▶ Your assignment
Locate every line in the records below that holds the word "wall" and return each one.

Saved entries
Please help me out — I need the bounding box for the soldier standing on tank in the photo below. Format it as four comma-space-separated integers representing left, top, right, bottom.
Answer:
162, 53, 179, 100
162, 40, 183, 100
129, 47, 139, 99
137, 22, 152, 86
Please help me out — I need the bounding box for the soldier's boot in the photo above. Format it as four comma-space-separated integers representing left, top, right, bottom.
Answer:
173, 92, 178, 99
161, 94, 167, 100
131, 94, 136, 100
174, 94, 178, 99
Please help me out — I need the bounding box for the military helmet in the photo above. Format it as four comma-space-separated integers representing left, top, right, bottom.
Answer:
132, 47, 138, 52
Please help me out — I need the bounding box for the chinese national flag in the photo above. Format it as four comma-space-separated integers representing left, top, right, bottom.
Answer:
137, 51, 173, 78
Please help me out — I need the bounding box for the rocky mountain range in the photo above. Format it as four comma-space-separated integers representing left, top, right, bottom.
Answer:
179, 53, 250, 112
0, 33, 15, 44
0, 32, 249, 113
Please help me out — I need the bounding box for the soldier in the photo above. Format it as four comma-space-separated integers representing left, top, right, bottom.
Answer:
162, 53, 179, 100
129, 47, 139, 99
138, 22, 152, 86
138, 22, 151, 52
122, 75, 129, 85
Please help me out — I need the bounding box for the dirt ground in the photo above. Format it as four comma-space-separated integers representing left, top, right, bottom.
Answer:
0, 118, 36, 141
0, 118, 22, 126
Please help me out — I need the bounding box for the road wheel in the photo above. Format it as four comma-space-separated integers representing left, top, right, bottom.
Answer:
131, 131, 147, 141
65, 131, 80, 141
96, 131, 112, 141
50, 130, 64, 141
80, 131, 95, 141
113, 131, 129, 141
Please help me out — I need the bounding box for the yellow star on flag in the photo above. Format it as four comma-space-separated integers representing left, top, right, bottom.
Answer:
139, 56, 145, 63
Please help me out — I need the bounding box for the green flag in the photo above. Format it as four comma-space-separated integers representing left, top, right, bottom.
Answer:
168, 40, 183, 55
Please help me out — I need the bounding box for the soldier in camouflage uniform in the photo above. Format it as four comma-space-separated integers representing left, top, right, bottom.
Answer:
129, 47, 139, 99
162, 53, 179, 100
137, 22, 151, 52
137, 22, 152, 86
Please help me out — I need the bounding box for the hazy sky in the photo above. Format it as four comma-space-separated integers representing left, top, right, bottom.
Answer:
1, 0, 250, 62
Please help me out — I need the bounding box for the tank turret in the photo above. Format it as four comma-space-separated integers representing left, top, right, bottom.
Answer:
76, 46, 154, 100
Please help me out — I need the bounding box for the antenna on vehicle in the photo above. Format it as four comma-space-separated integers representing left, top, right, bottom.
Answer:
---
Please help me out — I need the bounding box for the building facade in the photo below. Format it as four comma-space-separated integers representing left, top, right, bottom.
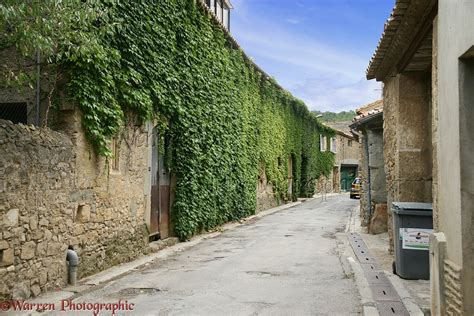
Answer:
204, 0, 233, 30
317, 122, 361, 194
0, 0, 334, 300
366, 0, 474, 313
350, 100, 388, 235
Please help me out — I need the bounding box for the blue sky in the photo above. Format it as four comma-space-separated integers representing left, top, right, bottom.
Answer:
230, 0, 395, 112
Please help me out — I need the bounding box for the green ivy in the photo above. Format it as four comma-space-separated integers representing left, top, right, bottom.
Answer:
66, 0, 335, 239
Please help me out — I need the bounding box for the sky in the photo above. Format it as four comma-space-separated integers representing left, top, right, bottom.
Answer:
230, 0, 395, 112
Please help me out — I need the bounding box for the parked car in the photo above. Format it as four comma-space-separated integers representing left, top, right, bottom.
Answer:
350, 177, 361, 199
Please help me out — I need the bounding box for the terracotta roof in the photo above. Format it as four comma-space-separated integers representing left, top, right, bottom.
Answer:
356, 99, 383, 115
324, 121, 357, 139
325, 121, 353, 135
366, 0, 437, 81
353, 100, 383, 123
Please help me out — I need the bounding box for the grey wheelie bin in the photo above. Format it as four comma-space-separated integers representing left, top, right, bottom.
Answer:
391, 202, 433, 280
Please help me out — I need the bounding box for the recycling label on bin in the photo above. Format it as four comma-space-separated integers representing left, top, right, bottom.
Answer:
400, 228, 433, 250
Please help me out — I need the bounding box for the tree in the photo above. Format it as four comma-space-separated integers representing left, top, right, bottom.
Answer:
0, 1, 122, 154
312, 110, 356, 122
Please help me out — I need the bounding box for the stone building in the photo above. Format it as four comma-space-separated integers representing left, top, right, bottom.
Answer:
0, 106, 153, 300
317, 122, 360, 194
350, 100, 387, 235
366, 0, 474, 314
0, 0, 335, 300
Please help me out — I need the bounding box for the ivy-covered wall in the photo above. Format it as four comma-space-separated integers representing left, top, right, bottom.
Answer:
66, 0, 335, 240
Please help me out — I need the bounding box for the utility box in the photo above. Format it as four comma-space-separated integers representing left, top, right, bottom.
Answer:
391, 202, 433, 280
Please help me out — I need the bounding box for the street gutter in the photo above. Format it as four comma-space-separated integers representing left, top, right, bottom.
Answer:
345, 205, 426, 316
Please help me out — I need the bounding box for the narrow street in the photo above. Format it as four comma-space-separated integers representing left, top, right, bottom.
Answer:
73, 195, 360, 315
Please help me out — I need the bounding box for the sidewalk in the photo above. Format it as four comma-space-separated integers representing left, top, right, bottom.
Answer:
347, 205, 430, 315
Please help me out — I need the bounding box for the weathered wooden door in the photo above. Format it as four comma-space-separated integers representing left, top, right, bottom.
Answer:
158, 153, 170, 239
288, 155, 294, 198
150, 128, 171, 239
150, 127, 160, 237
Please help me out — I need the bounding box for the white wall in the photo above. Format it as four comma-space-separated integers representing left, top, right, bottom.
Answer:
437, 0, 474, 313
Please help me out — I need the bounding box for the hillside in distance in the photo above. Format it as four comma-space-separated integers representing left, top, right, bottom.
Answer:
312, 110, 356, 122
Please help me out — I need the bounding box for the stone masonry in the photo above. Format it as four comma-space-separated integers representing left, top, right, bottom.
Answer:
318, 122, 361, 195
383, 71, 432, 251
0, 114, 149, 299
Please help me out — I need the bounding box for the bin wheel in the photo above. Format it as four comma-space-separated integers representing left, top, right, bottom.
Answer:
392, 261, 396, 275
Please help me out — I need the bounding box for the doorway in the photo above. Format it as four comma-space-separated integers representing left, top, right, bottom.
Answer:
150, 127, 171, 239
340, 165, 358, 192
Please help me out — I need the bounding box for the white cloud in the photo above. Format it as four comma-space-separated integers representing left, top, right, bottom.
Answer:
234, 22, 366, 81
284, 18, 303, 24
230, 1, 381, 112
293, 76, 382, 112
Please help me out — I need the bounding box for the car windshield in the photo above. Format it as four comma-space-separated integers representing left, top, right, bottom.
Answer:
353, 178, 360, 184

▶ Expected output
Please help me out — I need the bounding box for the ivy-covered wall in the photo above. Format it as four comma-space-separated integers representing left, top, right, bottom.
Please help me out — I need the bounding box for the white wall in the photo above. Format it as four comma-space-separated integers representing left, top, right, bottom.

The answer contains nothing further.